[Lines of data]
☆ ☆ ☆ ☆ ☆
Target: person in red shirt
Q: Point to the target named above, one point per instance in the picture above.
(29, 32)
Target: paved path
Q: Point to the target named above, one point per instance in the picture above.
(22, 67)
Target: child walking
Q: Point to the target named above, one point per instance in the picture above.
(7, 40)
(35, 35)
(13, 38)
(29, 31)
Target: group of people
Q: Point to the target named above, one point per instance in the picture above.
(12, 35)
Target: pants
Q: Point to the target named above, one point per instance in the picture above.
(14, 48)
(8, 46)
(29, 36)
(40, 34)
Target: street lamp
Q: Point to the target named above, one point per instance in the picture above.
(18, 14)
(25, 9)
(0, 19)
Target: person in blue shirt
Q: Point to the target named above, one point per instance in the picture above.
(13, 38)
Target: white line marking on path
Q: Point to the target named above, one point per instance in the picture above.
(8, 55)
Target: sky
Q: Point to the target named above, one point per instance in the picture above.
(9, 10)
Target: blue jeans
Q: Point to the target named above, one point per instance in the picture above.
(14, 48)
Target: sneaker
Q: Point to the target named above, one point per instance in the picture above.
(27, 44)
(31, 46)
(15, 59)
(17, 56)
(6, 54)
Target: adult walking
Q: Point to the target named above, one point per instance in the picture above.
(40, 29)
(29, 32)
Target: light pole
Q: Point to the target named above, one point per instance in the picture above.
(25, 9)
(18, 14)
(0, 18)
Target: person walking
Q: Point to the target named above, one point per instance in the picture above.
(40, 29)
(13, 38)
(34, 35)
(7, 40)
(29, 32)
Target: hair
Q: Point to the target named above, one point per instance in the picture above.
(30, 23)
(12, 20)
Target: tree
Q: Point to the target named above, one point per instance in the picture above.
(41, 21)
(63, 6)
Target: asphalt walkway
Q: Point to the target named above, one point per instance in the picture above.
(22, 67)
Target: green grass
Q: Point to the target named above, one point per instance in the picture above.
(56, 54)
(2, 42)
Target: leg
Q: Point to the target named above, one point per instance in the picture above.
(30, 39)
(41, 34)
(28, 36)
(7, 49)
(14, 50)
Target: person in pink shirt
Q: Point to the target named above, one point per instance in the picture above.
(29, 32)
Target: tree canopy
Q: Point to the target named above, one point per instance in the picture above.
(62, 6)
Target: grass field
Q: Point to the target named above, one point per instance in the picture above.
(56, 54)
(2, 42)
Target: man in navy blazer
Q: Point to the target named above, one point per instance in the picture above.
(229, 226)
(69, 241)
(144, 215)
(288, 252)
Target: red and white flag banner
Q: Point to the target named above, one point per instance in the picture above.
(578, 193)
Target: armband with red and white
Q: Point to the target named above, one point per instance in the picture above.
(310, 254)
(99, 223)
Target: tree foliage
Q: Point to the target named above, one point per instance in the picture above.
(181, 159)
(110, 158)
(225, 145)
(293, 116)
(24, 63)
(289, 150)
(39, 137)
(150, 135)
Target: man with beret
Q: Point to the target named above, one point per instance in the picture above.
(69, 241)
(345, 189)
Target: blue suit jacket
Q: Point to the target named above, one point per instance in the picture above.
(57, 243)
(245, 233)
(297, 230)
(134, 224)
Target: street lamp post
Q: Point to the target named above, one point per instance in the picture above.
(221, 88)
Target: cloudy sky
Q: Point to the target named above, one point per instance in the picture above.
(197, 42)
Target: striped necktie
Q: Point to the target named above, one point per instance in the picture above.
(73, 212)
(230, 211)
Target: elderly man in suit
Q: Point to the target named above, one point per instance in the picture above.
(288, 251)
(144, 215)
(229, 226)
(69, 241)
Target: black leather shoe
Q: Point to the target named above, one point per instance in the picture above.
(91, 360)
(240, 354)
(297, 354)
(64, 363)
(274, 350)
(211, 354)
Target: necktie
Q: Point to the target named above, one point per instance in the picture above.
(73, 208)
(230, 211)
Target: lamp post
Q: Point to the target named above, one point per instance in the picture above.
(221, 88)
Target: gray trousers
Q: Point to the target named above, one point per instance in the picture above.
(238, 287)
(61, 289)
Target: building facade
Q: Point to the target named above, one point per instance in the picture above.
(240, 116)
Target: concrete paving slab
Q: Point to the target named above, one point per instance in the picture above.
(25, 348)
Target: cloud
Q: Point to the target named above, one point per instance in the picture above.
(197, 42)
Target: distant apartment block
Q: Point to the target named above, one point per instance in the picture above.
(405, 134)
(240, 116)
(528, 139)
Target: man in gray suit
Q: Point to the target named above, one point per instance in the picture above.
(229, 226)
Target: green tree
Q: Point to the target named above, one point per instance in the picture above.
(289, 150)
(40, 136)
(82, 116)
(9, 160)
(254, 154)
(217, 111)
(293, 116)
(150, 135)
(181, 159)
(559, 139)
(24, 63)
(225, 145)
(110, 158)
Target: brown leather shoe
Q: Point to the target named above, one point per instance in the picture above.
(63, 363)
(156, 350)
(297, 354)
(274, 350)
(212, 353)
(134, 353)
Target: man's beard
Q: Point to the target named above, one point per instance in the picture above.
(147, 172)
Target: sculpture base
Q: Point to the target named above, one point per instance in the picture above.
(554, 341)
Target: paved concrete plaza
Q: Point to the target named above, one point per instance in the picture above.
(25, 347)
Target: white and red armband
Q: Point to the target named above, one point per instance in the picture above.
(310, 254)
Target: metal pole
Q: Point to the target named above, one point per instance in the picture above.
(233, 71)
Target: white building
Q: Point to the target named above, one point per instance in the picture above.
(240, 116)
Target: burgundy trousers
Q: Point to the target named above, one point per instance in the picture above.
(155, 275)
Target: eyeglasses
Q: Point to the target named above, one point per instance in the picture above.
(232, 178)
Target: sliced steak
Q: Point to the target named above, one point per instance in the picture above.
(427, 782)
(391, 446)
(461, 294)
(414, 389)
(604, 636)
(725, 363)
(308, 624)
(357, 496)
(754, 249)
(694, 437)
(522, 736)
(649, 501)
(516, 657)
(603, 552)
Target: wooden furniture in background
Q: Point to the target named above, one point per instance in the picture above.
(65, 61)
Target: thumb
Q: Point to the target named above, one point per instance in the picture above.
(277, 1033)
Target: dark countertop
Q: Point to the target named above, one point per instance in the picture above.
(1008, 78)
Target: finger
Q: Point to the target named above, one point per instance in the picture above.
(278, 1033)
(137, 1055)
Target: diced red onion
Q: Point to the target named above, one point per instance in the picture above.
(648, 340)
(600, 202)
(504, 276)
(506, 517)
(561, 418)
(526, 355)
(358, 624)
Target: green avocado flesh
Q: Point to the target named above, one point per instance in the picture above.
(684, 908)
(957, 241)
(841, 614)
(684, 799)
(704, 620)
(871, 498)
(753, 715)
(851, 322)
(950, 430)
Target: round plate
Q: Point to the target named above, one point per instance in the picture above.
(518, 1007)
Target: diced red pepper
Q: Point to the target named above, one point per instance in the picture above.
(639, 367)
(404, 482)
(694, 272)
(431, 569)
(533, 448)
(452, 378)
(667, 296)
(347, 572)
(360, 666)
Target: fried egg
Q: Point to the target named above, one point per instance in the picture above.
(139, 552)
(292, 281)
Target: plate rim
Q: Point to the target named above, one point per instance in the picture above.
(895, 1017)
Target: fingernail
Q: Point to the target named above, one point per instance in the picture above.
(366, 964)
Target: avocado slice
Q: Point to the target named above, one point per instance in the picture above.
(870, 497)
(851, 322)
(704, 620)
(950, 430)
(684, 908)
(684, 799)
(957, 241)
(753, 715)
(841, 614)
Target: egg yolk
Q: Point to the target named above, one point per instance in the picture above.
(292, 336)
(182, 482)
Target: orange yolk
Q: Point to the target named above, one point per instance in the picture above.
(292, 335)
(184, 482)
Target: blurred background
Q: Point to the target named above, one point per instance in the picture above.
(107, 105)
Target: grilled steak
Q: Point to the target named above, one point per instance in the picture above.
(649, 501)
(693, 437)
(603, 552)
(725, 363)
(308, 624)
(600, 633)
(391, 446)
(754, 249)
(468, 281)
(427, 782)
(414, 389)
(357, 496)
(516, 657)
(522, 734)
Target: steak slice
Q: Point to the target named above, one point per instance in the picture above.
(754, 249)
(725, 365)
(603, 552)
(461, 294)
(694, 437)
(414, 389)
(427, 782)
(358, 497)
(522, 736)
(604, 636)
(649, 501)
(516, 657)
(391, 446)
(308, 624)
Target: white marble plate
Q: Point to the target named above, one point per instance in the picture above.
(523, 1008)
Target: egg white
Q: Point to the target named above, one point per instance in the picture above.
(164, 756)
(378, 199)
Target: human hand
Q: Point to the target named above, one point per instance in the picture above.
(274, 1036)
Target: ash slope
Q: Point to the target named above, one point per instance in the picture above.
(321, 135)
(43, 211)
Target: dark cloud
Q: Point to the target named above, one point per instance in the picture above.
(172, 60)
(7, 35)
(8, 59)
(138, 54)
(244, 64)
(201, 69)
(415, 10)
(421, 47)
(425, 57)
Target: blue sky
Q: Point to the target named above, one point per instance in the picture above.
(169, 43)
☆ ☆ ☆ ☆ ☆
== Stated exercise ==
Repeat only the stretch of lines starting at the one containing "Target: white marble plate" and running to the final line of the entries above.

== Reply ==
Target: white marble plate
Q: Point to the target named above, one point per instance in the picture above.
(523, 1008)
Target: egg white
Q: Point to the target named above, one point per instance in the picture above.
(164, 756)
(378, 199)
Target: human hand
Q: Point to the target named above, one point per instance in the picture above.
(274, 1036)
Target: ash slope
Q: Point to the target named above, one point per instance in the picture above.
(321, 135)
(43, 211)
Target: dark cloud
Q: Point to the target named above, one point per instance in the picture above.
(172, 60)
(7, 35)
(8, 59)
(138, 54)
(244, 64)
(201, 69)
(415, 10)
(421, 47)
(425, 57)
Target: blue sky
Q: Point to the target named above, one point per instance in the picture above.
(169, 43)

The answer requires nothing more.